### Short problem
Extract from the rows below every line that contains the word "tree", and copy each such line in full.

### Given entries
════════════════════
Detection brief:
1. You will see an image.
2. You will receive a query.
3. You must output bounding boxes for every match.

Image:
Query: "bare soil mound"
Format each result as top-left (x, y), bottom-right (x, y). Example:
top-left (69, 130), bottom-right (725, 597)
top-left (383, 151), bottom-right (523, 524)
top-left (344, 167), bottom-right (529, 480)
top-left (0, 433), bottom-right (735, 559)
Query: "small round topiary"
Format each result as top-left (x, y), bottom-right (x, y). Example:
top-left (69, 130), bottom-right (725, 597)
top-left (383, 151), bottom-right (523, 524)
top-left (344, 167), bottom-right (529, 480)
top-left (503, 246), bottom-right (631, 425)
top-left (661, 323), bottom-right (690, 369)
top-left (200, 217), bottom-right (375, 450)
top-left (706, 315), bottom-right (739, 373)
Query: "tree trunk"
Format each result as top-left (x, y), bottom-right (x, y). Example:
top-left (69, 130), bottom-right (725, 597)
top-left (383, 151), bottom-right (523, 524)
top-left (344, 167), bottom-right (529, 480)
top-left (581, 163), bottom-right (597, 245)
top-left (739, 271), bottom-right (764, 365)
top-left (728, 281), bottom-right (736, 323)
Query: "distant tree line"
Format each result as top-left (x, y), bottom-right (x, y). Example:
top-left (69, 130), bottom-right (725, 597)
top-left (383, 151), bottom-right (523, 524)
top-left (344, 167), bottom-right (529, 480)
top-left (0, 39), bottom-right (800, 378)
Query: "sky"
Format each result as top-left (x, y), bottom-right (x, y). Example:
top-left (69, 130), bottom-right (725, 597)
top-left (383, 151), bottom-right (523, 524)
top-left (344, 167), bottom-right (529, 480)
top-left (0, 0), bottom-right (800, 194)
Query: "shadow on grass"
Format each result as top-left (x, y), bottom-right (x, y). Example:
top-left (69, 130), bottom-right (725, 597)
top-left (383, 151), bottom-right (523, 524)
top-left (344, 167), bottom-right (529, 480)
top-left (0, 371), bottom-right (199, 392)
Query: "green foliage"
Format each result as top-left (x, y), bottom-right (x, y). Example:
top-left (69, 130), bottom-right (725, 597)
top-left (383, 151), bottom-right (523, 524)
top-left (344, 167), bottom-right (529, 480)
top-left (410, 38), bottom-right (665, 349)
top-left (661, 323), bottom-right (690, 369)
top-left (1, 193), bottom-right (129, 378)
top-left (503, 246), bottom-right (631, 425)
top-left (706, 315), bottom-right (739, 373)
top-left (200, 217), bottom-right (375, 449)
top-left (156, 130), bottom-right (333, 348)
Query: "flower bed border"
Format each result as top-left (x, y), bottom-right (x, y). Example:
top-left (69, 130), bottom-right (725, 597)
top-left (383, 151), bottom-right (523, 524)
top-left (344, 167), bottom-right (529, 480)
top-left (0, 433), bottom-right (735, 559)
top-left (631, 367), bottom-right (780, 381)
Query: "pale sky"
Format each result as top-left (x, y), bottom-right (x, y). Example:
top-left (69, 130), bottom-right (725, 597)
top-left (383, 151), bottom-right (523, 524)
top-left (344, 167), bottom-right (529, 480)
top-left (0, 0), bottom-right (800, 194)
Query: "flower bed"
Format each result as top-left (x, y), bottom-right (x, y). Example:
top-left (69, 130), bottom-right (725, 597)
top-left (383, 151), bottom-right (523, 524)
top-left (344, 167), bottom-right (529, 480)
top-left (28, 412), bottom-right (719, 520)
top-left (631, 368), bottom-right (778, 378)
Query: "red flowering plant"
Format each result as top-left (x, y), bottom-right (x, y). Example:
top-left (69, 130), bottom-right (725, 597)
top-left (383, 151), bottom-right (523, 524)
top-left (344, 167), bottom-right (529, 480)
════════════════════
### Answer to the task
Query: "tree trunk"
Query: "distant tree line"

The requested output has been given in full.